What to work on => Starting with the line that contains "Where can the kitchen scale", write out each line through the end of the listing, unchanged. Output nothing else.

Information supplied =>

=====

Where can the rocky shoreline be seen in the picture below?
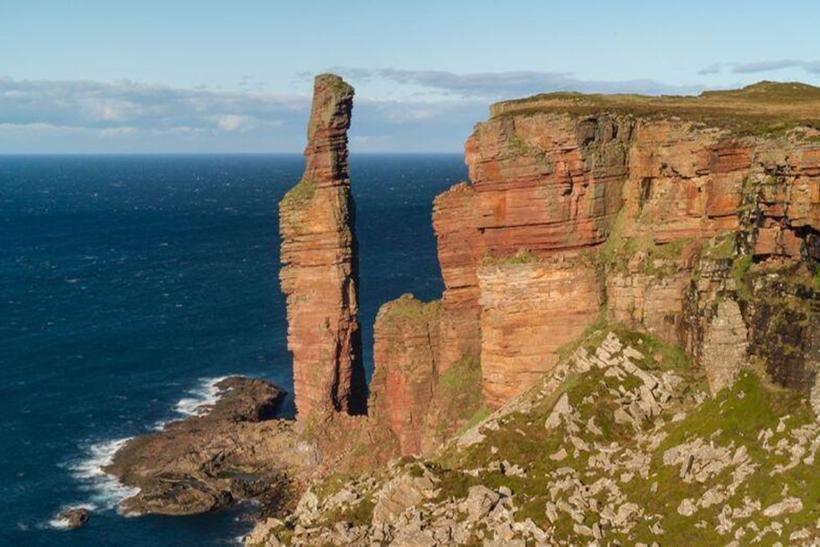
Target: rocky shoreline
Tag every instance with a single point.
(206, 462)
(616, 283)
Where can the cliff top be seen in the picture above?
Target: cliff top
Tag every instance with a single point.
(761, 108)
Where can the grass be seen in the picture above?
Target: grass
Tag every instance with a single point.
(764, 108)
(300, 195)
(734, 417)
(740, 274)
(522, 256)
(409, 308)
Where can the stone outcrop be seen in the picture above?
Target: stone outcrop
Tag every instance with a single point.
(617, 444)
(528, 311)
(652, 215)
(319, 263)
(235, 451)
(406, 353)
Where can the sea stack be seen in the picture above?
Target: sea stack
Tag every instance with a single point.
(319, 263)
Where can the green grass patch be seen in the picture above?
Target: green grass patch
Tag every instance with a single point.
(300, 195)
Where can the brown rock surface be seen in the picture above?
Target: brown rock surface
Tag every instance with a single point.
(633, 191)
(319, 263)
(528, 311)
(405, 356)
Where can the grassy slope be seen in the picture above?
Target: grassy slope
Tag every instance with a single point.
(762, 108)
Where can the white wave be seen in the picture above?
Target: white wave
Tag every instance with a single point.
(203, 397)
(62, 523)
(105, 490)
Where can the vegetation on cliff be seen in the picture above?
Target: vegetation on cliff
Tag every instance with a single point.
(764, 108)
(619, 443)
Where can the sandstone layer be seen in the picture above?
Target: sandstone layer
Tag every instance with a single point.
(319, 263)
(633, 206)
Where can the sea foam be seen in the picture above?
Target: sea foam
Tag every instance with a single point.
(105, 490)
(202, 398)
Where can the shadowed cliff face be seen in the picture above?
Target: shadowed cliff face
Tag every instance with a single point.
(589, 209)
(319, 263)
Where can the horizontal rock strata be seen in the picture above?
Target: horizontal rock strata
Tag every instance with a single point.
(319, 263)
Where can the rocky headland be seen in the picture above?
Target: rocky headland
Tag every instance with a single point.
(234, 451)
(626, 350)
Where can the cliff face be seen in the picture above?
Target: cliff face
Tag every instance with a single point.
(695, 220)
(319, 262)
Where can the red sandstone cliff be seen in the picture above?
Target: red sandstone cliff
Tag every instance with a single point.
(695, 219)
(319, 263)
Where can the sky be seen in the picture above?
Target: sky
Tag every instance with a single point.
(178, 76)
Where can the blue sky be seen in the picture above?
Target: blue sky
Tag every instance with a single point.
(179, 76)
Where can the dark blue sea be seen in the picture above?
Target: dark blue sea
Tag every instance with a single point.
(128, 284)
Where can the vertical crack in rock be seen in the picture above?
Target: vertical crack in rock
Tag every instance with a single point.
(319, 272)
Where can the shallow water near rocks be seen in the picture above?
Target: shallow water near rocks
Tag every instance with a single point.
(132, 284)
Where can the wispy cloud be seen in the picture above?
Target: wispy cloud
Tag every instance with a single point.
(495, 85)
(70, 116)
(89, 104)
(756, 67)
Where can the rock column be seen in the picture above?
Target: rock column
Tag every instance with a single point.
(319, 263)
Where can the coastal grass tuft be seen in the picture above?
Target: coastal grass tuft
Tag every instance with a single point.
(768, 109)
(300, 195)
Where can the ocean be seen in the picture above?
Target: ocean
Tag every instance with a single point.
(130, 284)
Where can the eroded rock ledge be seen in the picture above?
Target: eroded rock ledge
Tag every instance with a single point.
(235, 451)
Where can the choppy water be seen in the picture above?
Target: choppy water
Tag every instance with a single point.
(131, 284)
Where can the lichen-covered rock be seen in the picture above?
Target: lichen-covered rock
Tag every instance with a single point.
(319, 263)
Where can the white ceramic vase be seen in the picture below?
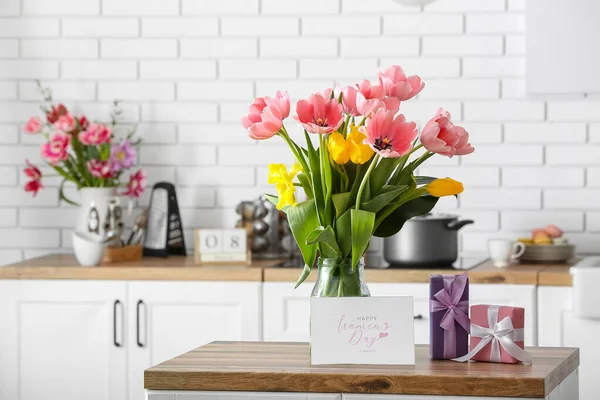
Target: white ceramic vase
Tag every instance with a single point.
(94, 197)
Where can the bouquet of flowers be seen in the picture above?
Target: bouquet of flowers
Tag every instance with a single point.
(360, 181)
(83, 152)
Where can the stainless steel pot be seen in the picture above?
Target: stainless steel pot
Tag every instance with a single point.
(429, 240)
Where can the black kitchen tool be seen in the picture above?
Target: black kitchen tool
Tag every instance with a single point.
(164, 234)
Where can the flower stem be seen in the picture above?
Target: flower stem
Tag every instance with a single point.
(365, 179)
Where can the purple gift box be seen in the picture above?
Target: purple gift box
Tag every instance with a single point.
(449, 316)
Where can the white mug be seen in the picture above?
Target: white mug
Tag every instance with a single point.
(504, 251)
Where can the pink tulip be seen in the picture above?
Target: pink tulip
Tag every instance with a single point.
(136, 184)
(264, 121)
(95, 134)
(34, 125)
(441, 136)
(35, 184)
(369, 98)
(388, 136)
(319, 113)
(349, 94)
(65, 123)
(397, 84)
(55, 150)
(100, 169)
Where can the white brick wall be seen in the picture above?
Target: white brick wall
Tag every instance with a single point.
(188, 69)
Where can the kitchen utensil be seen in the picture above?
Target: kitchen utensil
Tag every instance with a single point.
(427, 241)
(88, 248)
(164, 234)
(550, 253)
(140, 223)
(504, 251)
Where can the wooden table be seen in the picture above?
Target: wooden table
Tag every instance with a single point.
(245, 367)
(177, 268)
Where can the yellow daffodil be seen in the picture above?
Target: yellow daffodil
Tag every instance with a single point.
(338, 148)
(279, 176)
(445, 187)
(359, 152)
(350, 149)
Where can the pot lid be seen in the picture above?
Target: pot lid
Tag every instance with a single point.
(435, 217)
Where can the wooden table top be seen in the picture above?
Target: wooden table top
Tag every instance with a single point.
(173, 268)
(285, 367)
(178, 268)
(520, 274)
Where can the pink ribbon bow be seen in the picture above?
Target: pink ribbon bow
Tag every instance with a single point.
(448, 299)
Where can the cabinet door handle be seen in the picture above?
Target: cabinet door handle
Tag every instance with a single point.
(137, 321)
(117, 343)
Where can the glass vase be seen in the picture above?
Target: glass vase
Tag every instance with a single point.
(337, 279)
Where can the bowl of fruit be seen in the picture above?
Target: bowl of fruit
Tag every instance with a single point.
(547, 245)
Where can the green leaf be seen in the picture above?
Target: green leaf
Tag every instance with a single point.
(362, 230)
(344, 233)
(305, 273)
(303, 219)
(382, 173)
(413, 208)
(339, 201)
(424, 180)
(303, 179)
(385, 196)
(325, 236)
(313, 159)
(273, 199)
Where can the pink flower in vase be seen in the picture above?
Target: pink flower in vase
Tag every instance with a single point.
(349, 95)
(388, 136)
(95, 134)
(83, 123)
(66, 123)
(33, 125)
(369, 98)
(55, 150)
(55, 112)
(100, 169)
(319, 113)
(136, 184)
(35, 184)
(441, 136)
(397, 84)
(265, 116)
(122, 155)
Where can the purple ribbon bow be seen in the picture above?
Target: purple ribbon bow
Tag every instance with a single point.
(448, 299)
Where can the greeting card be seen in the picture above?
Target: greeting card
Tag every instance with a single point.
(362, 330)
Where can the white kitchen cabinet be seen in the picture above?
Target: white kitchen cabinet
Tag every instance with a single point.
(63, 340)
(167, 319)
(180, 395)
(558, 327)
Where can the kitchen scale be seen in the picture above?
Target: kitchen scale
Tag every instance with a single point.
(164, 234)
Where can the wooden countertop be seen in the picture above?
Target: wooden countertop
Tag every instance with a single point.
(177, 268)
(522, 274)
(285, 367)
(173, 268)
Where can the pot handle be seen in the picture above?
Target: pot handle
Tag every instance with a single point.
(456, 225)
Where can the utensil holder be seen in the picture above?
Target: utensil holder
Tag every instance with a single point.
(123, 254)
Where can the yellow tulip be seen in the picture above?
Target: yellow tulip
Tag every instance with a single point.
(360, 153)
(445, 187)
(338, 148)
(279, 176)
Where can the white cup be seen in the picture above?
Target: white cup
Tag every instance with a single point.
(504, 251)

=====

Solved problem =>
Where can the kitchen scale be seen in the picture above?
Target: kitchen scale
Tag every instance with a single point.
(164, 234)
Where can the wooden countertop be seen in the picture above?
Target: wooden countertop
Tag every instance with a single point.
(177, 268)
(522, 274)
(285, 367)
(173, 268)
Where can the pot handle be seen in the picture above?
Target: pot handle
Tag every instance with a single point.
(456, 225)
Where can the utensil holder be seen in the picture above?
Target: utensil holder
Tag every instance with a single point.
(123, 254)
Where can the yellow tulip be seen in the picture above?
Target: yellow tulip
Tag every instance with a single point.
(360, 153)
(445, 187)
(338, 148)
(279, 176)
Where can the white cup be seen in the picture above?
Target: white cup
Tag every instance with a single point.
(504, 251)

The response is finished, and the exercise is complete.